_Page extract:_
Tiny is not good when it comes to sample sizes.

Unless we get further confirmation with larger sample sizes we cannot be sure that there were not anomalies or oddities in the particular mice that were used here.

2) Mice Are Not Humans

Mice are not humans. Basically just because something works in mice does not necessarily mean it works in humans.

Mice are Not Humans.

This has been especially true with previous research regarding obesity — for example the hormone leptin seemed to initially suggest an effective target for treating obesity in mice studies but it never really seemed to work the same way in humans.

This is a common issue. Over time and in different species the effects and relationships of certain hormones can change and become subtly modified.

It may be that something similar applies to FSH in humans. The only way to know for sure would be to test an FSH antibody in humans.

3) Unforeseen/Unknown Effects

In view of the above there may also be unforeseen consequences of FSH suppression in menopausal woman that we don’t yet understand.

Unforeseen consequences?
This is one of the things that people often lose sight of when there is excitement over a new finding.

4) Application to Males?

In some of the tests here both male and female mice were used and it seems the effects applied to both.

Is this useful for men?

This may be a problem in humans though. Although sex hormone levels in men fall with age too, there is no definite “menopause” such as that which occurs in women.

It is not clear what the actual effect would be of FSH blockade in human male subjects.

I don’t think men would be happy to have their testosterone or other androgen release potentially suppressed as a means to lose weight.

Further the authors themselves cite previous research that suggests that androgens themselves may have a browning affect on white fat.

Suppression of androgen release by FSH blockade may therefore be counterproductive in men.

To be fair the main suggestion in this paper is to use the technique in menopausal women though. As always further understanding of the mechanisms at play here may help to clarify these issues.

5) Other Issues?

Another point I found interesting and which was only briefly covered was that there did not appear to be corresponding changes to other metabolic markers like blood glucose and blood lipids despite the increases in fat browning.

Glucose and lipid levels unaffected?

This is not consistent with previous research I have read but it is hard to say how relevant this is in such a small study.

It could be related to the major issues of small sample size and inability to transfer animal results to humans, or it could be due to some other reason.


This is certainly interesting preliminary research. I think the role of FSH in obesity and metabolic syndromes may well turn out to be greater than had previously been presumed.

Could FSH teach us more about the mechanisms of obesity?

The problem is that we won’t really know more until we get some replication of these results in humans.

That will take time and there are a variety of issues. First of all more animal studies will need to be done.

Tiny sample sizes mean that we can’t read too much into what is presented here without actual replication.

Even then there will be ethical and safety hurdles as we do not know for sure what the effects of FSH blockade would be in otherwise “healthy” post-menopausal women.

_Exercise instructions:_
Answer these questions using the text on the FSH mouse study:
1. Which hormone is given as an example of an obesity target that worked in mice but not the same way in humans?
2. In which group does the paper mainly suggest using the technique?
3. Which metabolic markers did not appear to change despite the increases in fat browning?

_Material shown:_
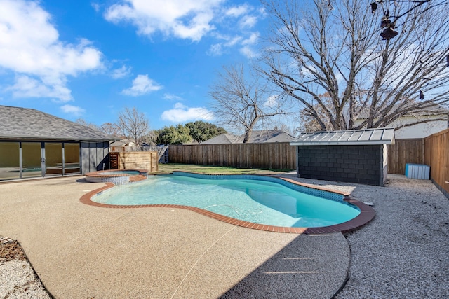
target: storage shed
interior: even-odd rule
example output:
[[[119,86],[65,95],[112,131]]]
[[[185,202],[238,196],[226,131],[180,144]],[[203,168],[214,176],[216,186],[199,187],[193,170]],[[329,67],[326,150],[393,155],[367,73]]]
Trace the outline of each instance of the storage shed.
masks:
[[[46,113],[0,106],[0,181],[107,168],[118,138]]]
[[[380,128],[302,133],[290,145],[297,177],[384,186],[394,144],[394,129]]]

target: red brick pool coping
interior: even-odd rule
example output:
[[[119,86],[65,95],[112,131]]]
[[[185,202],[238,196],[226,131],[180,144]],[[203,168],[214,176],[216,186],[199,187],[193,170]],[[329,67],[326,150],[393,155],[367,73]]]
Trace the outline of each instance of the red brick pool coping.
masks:
[[[345,196],[344,200],[349,202],[360,209],[360,214],[354,219],[351,219],[349,221],[344,222],[342,223],[336,224],[334,225],[324,226],[321,228],[288,228],[283,226],[274,226],[267,225],[264,224],[254,223],[253,222],[243,221],[239,219],[227,217],[226,216],[220,215],[212,211],[206,211],[203,209],[183,206],[179,204],[140,204],[140,205],[113,205],[106,204],[100,202],[95,202],[92,201],[92,197],[97,194],[114,187],[115,185],[112,183],[105,183],[106,186],[90,191],[89,193],[83,195],[79,199],[79,201],[82,203],[91,206],[99,207],[103,208],[110,209],[138,209],[138,208],[149,208],[149,207],[162,207],[162,208],[172,208],[172,209],[184,209],[189,211],[194,211],[201,215],[218,220],[220,221],[226,222],[227,223],[233,224],[234,225],[242,226],[243,228],[251,228],[253,230],[266,230],[274,232],[286,232],[286,233],[294,233],[294,234],[307,234],[307,235],[320,235],[320,234],[330,234],[335,232],[349,232],[358,229],[360,229],[363,225],[371,221],[375,215],[374,209],[364,203],[359,202],[358,200],[352,200],[348,197],[347,193],[330,190],[329,189],[323,188],[316,186],[311,186],[308,184],[304,184],[298,183],[294,180],[291,180],[286,178],[279,178],[289,182],[304,186],[308,188],[312,188],[314,189],[323,190],[330,192],[333,192],[339,194],[342,194]]]

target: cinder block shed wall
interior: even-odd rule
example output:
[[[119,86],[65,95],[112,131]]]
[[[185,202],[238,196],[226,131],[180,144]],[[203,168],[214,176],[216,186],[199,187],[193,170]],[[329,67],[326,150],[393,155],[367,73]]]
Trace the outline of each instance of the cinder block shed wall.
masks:
[[[383,186],[383,145],[297,146],[297,176]]]

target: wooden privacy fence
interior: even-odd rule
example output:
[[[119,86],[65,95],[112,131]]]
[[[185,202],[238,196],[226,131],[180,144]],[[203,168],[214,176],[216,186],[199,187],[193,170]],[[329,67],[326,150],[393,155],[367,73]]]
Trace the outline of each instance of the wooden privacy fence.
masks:
[[[295,169],[295,148],[288,142],[169,146],[168,160],[236,168]]]
[[[430,166],[430,178],[440,189],[449,193],[449,129],[424,139],[425,164]],[[444,192],[443,192],[444,193]]]
[[[424,139],[396,139],[388,145],[388,173],[404,174],[406,164],[424,164]]]
[[[404,174],[406,163],[424,164],[424,139],[396,139],[388,146],[388,172]],[[227,166],[237,168],[296,169],[295,147],[288,142],[272,144],[195,144],[169,146],[170,163]]]

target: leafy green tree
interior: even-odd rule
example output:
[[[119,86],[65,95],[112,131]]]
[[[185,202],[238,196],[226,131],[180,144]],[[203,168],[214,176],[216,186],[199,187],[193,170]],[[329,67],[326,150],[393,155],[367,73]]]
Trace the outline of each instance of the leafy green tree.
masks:
[[[185,127],[189,129],[192,138],[199,144],[227,132],[222,127],[201,120],[187,123]]]
[[[170,125],[158,130],[158,144],[182,144],[192,141],[190,130],[182,125]]]

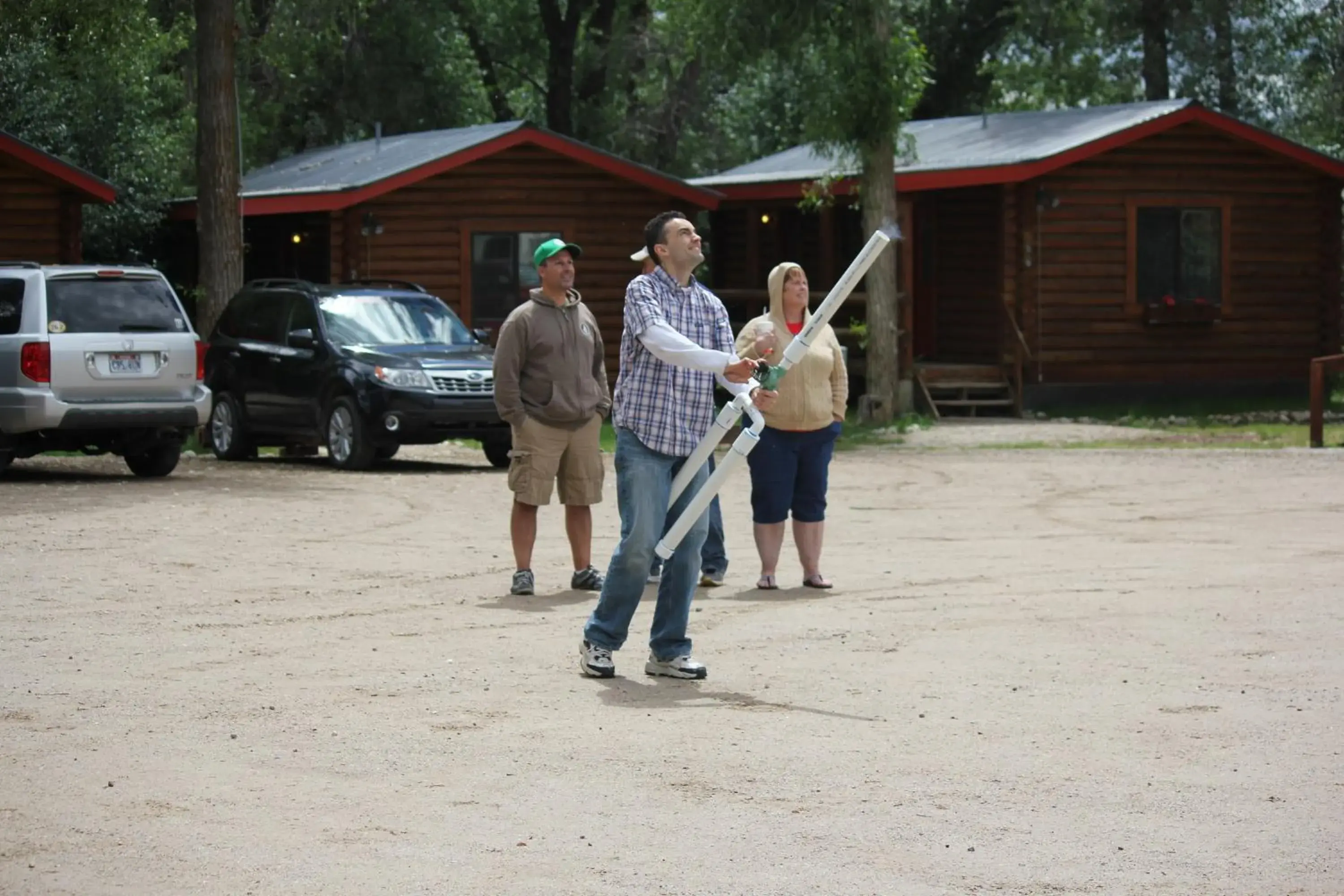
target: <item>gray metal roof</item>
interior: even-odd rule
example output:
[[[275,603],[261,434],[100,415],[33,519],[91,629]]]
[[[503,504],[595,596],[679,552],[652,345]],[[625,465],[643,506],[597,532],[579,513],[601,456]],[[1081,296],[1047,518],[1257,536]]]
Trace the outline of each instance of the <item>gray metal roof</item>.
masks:
[[[505,121],[472,128],[422,130],[379,140],[360,140],[310,149],[257,168],[243,177],[243,196],[327,193],[358,189],[368,184],[470,149],[512,133],[527,122]]]
[[[1090,109],[1051,111],[1008,111],[992,116],[964,116],[911,121],[902,128],[915,142],[913,160],[896,159],[896,173],[989,168],[1040,161],[1161,118],[1191,105],[1189,99],[1136,102]],[[696,187],[816,180],[837,171],[835,160],[810,145],[794,146],[746,165],[708,177],[696,177]]]

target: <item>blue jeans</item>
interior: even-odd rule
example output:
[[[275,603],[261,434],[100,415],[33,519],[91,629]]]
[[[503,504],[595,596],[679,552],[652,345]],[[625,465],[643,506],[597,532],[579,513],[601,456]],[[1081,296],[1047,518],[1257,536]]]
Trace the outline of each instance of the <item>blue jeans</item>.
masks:
[[[751,521],[794,523],[827,519],[827,473],[840,423],[810,433],[765,427],[761,443],[747,455],[751,467]]]
[[[714,455],[710,455],[710,473],[714,473]],[[663,525],[663,535],[667,535],[676,517],[668,513],[668,521]],[[660,575],[663,571],[663,557],[653,555],[653,566],[649,575]],[[719,509],[719,496],[710,501],[710,535],[700,548],[700,572],[706,575],[726,576],[728,574],[728,551],[723,545],[723,512]]]
[[[653,547],[668,514],[680,516],[691,496],[710,478],[708,465],[700,467],[685,492],[668,508],[668,494],[683,457],[655,451],[630,430],[616,430],[616,505],[621,513],[621,541],[606,570],[602,595],[583,627],[583,637],[599,647],[620,650],[630,633],[630,619],[644,596],[653,562]],[[675,660],[691,653],[685,625],[691,598],[700,576],[700,547],[708,533],[708,513],[702,513],[667,562],[659,582],[659,602],[653,609],[649,650],[659,660]]]

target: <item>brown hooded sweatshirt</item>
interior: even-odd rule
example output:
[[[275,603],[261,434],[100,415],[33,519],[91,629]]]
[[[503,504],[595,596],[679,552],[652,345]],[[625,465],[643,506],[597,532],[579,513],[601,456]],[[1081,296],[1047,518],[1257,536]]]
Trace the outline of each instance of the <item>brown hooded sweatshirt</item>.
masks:
[[[495,345],[495,407],[513,426],[532,418],[577,430],[606,415],[602,333],[578,290],[556,305],[540,289],[509,313]]]
[[[784,318],[784,278],[789,270],[800,267],[793,262],[777,265],[766,279],[770,290],[770,313],[747,321],[738,333],[738,357],[757,359],[755,339],[759,324],[774,324],[774,334],[780,343],[778,351],[767,360],[777,363],[784,359],[784,349],[793,343],[793,333]],[[801,270],[801,267],[800,267]],[[802,322],[812,320],[812,312],[802,312]],[[775,430],[812,431],[831,426],[836,418],[844,419],[845,402],[849,400],[849,375],[844,368],[844,355],[840,340],[827,324],[812,340],[808,353],[780,380],[780,398],[765,414],[766,426]]]

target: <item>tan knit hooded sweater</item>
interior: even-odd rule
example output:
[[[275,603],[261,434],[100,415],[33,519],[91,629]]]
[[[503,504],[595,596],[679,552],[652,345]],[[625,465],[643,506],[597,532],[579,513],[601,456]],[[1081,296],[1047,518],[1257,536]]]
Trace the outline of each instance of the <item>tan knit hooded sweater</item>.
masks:
[[[800,265],[784,262],[770,271],[766,279],[770,290],[770,313],[749,321],[738,333],[738,357],[759,357],[755,351],[757,334],[759,325],[769,321],[774,324],[780,348],[766,360],[777,363],[784,359],[784,349],[793,343],[793,333],[789,332],[784,318],[784,278],[793,269],[802,270]],[[802,321],[806,324],[812,318],[812,310],[804,310],[802,314]],[[780,380],[780,398],[774,407],[765,411],[765,422],[777,430],[820,430],[836,419],[844,419],[848,399],[849,375],[844,368],[844,355],[840,353],[840,340],[828,324],[812,340],[802,360],[790,367]]]

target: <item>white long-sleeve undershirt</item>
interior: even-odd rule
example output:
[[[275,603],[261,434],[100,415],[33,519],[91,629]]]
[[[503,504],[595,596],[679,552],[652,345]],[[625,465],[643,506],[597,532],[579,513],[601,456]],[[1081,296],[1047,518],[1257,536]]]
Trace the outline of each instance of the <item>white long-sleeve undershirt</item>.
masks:
[[[732,395],[739,395],[753,388],[751,383],[731,383],[723,376],[723,369],[739,360],[737,352],[720,352],[696,345],[672,329],[669,324],[657,322],[650,325],[640,333],[640,343],[660,361],[675,367],[685,367],[692,371],[714,373],[719,386]]]

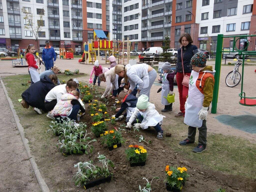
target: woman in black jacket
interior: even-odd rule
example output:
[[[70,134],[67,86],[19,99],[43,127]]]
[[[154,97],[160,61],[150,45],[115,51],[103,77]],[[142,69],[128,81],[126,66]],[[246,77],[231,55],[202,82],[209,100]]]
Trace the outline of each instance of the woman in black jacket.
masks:
[[[182,84],[184,75],[183,70],[182,60],[185,74],[190,76],[192,67],[190,65],[190,60],[192,57],[198,52],[197,47],[192,45],[193,41],[190,35],[187,33],[182,34],[179,40],[179,42],[182,46],[178,50],[177,64],[175,71],[175,77],[179,96],[180,109],[180,112],[175,115],[176,117],[183,117],[185,115],[185,103],[188,93],[188,88]]]
[[[42,114],[40,110],[46,112],[45,108],[45,99],[48,92],[55,86],[58,78],[55,74],[45,75],[40,81],[36,82],[23,92],[21,104],[24,108],[29,106],[34,107],[34,110],[38,114]]]

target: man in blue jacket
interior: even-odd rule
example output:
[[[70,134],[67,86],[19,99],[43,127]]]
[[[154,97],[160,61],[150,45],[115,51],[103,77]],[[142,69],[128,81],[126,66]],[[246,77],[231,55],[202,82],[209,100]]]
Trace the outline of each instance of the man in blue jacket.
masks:
[[[53,47],[50,46],[49,41],[47,40],[45,41],[45,45],[46,46],[43,49],[42,52],[42,59],[45,63],[46,70],[50,70],[53,67],[56,60],[56,55]]]

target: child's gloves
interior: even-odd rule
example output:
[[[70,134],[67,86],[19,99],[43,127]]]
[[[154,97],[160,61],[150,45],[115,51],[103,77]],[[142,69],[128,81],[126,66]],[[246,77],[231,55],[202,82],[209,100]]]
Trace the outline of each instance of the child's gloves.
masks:
[[[127,123],[127,125],[126,125],[126,128],[129,128],[130,129],[132,128],[132,123],[130,122],[128,122]]]
[[[206,117],[207,116],[207,114],[208,114],[208,112],[207,111],[208,109],[208,107],[203,107],[202,108],[201,110],[197,114],[199,115],[199,120],[206,120]]]

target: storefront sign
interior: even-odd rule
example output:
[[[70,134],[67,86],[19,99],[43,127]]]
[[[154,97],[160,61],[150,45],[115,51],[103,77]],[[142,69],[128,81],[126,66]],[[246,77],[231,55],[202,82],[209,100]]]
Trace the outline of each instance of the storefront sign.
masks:
[[[5,38],[0,38],[0,43],[5,44],[6,43],[6,41]]]
[[[198,37],[198,41],[203,41],[204,40],[208,40],[208,37]]]

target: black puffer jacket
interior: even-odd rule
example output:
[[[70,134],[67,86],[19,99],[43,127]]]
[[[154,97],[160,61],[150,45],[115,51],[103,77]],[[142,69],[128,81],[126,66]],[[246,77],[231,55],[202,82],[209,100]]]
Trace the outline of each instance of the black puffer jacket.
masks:
[[[193,56],[198,52],[197,47],[191,45],[190,43],[186,47],[183,46],[178,50],[177,64],[176,65],[175,74],[177,72],[183,73],[182,65],[181,60],[181,49],[182,49],[183,65],[184,67],[184,73],[191,73],[192,67],[190,65],[190,60]]]

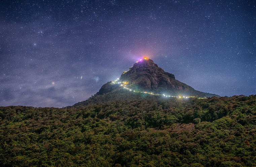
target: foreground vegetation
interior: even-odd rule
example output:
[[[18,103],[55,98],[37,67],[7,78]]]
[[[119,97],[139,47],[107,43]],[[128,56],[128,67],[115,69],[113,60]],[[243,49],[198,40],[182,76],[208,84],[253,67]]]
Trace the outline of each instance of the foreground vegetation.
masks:
[[[2,166],[256,166],[256,95],[0,107]]]

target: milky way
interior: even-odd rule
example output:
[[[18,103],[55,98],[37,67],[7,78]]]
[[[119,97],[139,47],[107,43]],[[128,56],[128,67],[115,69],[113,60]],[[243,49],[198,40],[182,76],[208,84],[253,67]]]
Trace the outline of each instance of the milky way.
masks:
[[[72,105],[145,56],[197,90],[255,94],[256,4],[2,1],[0,106]]]

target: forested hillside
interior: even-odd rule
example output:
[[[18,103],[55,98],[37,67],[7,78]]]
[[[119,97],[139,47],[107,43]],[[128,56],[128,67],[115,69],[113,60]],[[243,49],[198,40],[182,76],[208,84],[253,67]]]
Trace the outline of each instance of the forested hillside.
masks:
[[[0,107],[2,166],[256,166],[256,95]]]

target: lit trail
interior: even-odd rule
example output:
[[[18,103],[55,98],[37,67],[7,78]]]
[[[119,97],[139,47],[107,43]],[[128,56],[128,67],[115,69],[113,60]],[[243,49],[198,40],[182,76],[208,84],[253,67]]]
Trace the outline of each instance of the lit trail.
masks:
[[[147,60],[148,59],[147,57],[143,57],[143,59],[141,59],[139,60],[136,62],[138,63],[143,60]],[[146,91],[141,91],[138,90],[133,90],[129,87],[129,82],[127,81],[120,81],[119,78],[115,80],[112,80],[111,84],[119,84],[120,87],[122,87],[123,89],[127,90],[130,92],[133,92],[138,93],[143,93],[145,94],[148,94],[151,95],[156,96],[161,96],[164,99],[168,99],[169,98],[177,98],[179,99],[186,100],[189,98],[197,98],[197,99],[205,99],[204,98],[199,97],[195,96],[187,96],[184,95],[180,95],[177,96],[172,96],[168,94],[155,94],[152,92],[149,92]]]

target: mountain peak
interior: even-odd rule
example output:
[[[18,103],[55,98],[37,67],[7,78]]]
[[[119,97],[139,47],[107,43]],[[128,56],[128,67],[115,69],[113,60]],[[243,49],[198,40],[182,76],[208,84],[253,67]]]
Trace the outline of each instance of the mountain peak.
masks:
[[[124,88],[135,92],[152,92],[160,94],[168,92],[174,96],[182,92],[189,96],[200,97],[218,96],[196,91],[191,87],[175,79],[174,75],[164,71],[147,57],[137,61],[115,81],[103,85],[97,95],[102,95]]]
[[[158,67],[158,66],[156,64],[154,63],[152,60],[147,57],[144,57],[142,59],[141,59],[136,62],[133,65],[133,67],[141,67],[145,66],[153,66]]]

_Exercise answer:_
1. Leptin.
2. Menopausal women.
3. Blood glucose and blood lipids.